(Given task) Can you repeat, word for word, the lines in the items below, starting at the line that contains "Where can you find the windshield" and ending at the line that contains "<point>275,260</point>"?

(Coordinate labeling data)
(begin)
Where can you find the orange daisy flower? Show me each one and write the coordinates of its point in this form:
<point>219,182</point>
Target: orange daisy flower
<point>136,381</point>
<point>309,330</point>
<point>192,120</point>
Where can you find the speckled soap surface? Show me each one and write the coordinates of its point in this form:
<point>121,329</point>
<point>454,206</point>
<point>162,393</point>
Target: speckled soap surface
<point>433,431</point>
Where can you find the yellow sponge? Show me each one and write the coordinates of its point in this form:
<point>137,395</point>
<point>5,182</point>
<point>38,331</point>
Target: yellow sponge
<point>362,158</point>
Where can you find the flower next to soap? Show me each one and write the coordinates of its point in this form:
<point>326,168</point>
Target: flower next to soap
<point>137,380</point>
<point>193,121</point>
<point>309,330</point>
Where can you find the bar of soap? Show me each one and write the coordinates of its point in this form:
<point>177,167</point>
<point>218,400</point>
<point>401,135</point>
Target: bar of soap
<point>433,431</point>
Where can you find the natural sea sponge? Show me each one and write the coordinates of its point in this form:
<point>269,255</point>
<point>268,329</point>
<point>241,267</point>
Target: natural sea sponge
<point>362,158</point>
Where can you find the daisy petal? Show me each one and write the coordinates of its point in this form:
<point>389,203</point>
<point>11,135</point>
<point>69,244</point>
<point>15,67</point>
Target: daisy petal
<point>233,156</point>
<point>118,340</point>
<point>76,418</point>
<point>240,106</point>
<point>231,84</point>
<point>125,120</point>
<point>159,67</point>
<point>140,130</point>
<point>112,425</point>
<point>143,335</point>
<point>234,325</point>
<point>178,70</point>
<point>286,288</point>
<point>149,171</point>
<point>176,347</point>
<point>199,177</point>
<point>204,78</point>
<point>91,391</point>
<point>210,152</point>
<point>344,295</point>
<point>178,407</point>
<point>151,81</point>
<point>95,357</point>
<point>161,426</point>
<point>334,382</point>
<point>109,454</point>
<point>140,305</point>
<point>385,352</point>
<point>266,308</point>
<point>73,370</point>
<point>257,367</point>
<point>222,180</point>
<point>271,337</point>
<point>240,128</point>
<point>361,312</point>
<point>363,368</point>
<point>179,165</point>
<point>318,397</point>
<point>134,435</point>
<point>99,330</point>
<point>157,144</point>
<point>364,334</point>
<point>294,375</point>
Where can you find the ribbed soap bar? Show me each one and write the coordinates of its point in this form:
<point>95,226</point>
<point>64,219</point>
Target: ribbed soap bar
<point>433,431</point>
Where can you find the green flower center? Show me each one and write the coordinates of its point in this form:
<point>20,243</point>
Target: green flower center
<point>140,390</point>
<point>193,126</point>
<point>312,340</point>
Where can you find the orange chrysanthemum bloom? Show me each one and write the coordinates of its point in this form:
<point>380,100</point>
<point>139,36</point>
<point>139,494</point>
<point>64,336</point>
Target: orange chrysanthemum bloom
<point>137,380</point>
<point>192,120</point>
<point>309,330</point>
(end)
(begin)
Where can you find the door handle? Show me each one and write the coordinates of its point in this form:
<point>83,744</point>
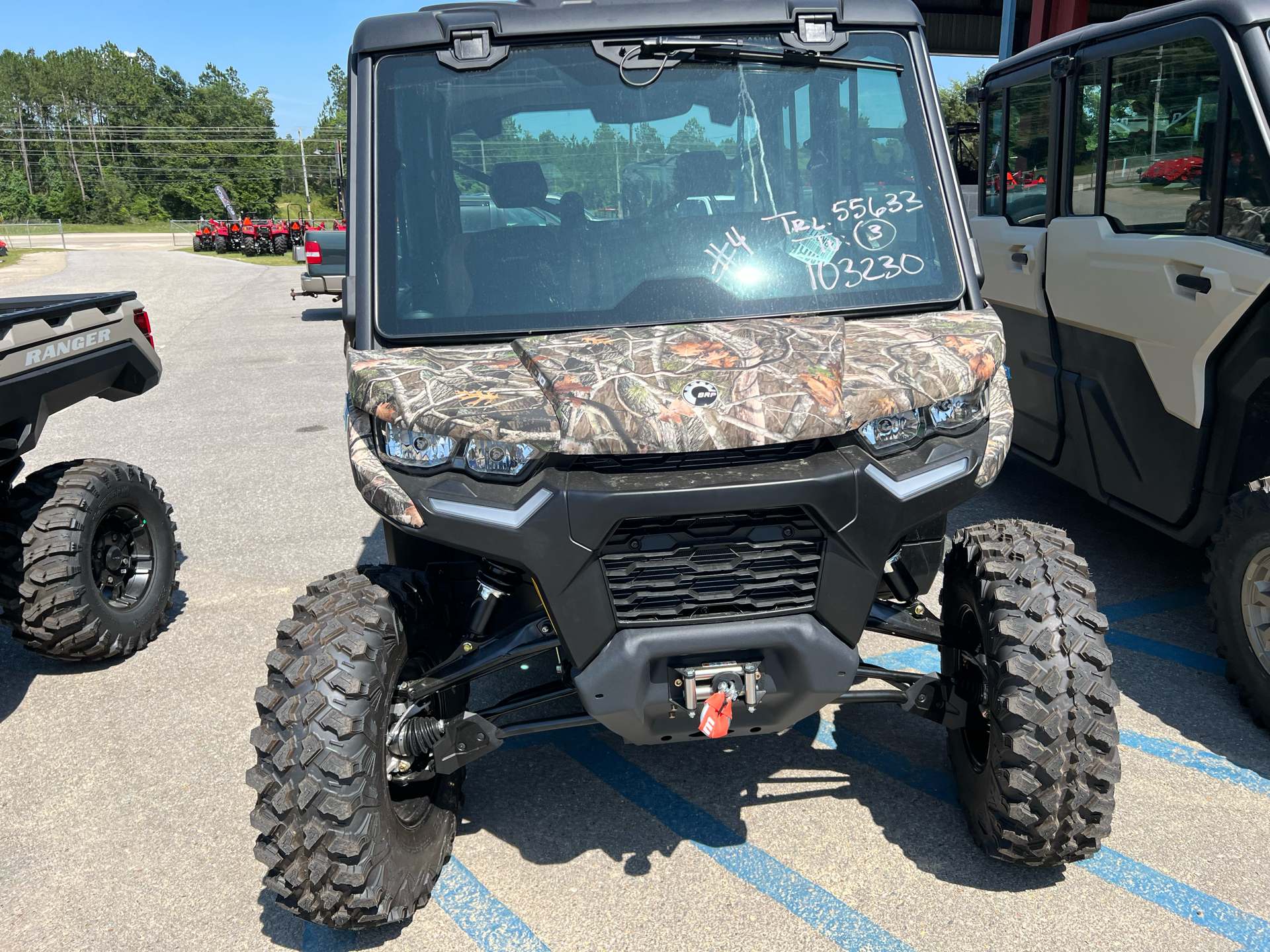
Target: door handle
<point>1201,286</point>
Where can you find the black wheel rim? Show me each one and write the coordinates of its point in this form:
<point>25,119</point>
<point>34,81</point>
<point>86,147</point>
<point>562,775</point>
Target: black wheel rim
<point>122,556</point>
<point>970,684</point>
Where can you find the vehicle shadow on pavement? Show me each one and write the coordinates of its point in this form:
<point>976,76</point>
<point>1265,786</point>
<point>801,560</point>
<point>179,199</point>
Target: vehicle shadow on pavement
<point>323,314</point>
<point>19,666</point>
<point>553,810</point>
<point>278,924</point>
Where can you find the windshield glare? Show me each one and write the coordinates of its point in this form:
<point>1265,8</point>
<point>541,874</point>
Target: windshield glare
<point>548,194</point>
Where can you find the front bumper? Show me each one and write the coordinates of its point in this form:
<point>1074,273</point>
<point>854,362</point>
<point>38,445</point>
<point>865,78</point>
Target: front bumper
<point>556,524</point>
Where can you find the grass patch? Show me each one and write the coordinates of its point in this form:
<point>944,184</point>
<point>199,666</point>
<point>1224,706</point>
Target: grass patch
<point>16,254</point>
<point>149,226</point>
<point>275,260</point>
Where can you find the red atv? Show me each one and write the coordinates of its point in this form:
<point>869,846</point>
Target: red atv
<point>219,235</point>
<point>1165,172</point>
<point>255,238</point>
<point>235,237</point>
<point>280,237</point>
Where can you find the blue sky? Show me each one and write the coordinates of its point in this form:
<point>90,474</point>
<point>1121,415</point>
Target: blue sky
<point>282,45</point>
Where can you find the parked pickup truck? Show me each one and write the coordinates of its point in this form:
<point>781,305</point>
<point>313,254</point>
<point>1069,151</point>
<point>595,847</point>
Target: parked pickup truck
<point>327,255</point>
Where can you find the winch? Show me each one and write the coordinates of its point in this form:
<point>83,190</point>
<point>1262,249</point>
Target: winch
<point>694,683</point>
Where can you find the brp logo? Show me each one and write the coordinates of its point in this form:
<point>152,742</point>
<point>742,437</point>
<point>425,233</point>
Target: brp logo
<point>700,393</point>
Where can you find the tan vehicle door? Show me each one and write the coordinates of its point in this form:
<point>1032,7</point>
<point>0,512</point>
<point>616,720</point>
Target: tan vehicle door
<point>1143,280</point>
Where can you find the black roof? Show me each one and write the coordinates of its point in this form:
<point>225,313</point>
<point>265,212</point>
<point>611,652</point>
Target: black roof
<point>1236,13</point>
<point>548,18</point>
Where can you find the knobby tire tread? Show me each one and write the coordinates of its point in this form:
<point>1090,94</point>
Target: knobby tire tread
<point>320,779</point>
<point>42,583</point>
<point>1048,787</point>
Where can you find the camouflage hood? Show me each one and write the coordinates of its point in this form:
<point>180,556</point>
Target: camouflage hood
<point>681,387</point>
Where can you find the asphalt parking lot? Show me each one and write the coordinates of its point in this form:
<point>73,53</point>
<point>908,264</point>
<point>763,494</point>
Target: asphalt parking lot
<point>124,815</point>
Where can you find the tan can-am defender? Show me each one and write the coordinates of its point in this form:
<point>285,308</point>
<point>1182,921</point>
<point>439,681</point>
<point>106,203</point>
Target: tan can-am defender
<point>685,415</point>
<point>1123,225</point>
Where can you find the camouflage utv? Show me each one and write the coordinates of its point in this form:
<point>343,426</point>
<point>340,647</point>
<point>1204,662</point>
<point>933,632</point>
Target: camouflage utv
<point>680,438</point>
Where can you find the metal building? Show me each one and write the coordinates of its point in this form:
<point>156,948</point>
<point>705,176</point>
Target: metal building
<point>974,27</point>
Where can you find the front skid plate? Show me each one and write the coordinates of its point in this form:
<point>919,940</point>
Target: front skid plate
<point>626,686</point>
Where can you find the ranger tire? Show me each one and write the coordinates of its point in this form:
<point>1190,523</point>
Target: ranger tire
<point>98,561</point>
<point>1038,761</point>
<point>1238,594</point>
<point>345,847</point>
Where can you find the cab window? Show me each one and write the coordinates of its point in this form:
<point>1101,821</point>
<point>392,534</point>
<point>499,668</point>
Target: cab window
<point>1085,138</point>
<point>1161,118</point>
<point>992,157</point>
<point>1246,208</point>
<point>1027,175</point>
(end)
(begin)
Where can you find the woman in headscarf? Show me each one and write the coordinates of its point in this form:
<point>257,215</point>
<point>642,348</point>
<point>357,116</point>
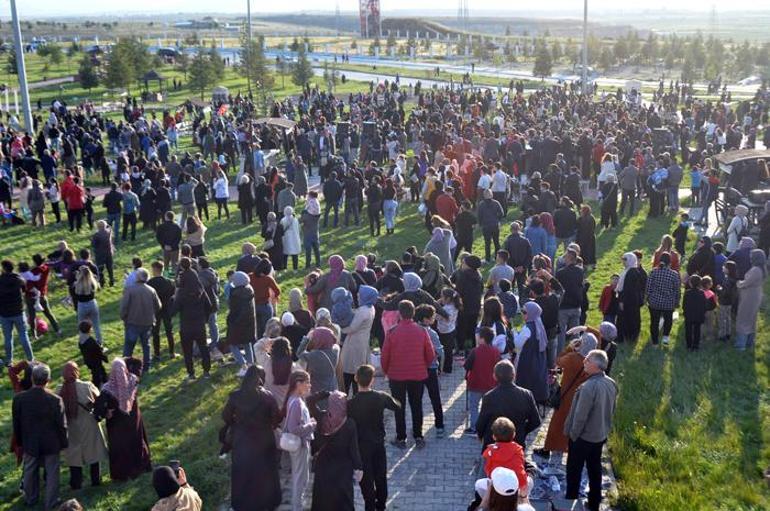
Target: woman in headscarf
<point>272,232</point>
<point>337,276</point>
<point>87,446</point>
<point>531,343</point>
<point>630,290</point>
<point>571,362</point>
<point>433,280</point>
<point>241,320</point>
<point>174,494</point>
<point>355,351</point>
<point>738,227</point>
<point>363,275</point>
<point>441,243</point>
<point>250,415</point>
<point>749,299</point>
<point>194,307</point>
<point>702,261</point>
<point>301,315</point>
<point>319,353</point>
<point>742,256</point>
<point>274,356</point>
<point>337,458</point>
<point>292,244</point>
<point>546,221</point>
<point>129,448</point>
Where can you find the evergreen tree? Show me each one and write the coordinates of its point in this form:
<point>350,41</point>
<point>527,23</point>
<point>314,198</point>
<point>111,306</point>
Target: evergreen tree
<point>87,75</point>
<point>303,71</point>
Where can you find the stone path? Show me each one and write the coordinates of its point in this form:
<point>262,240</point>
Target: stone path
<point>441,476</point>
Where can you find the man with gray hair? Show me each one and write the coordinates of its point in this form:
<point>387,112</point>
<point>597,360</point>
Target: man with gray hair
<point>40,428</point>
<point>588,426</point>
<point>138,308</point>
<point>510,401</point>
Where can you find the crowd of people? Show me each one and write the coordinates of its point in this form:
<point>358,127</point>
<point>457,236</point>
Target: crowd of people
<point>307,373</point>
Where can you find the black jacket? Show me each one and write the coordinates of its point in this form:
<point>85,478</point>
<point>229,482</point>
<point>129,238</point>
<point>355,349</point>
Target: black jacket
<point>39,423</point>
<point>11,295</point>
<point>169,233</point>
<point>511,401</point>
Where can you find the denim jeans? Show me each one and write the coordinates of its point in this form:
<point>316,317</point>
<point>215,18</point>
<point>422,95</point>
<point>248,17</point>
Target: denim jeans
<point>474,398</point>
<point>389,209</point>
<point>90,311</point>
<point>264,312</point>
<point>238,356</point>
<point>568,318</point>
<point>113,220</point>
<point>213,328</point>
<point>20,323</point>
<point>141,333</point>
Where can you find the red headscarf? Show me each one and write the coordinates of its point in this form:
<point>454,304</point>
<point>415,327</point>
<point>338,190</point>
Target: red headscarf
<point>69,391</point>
(end)
(Task solution)
Where can you find the windshield glare? Show me each one and write the coordinates of its point in this form:
<point>1265,8</point>
<point>541,874</point>
Target: windshield glare
<point>548,194</point>
Where can you find the front bumper? Show me each one and write the coordinates of its point in this form:
<point>1074,273</point>
<point>854,362</point>
<point>38,445</point>
<point>865,78</point>
Target: front bumper
<point>556,524</point>
Where can you find the grass patch? Show me each one and write the coordinates of its point in this form:
<point>944,184</point>
<point>199,666</point>
<point>1224,706</point>
Target: grass patch
<point>16,254</point>
<point>149,226</point>
<point>275,260</point>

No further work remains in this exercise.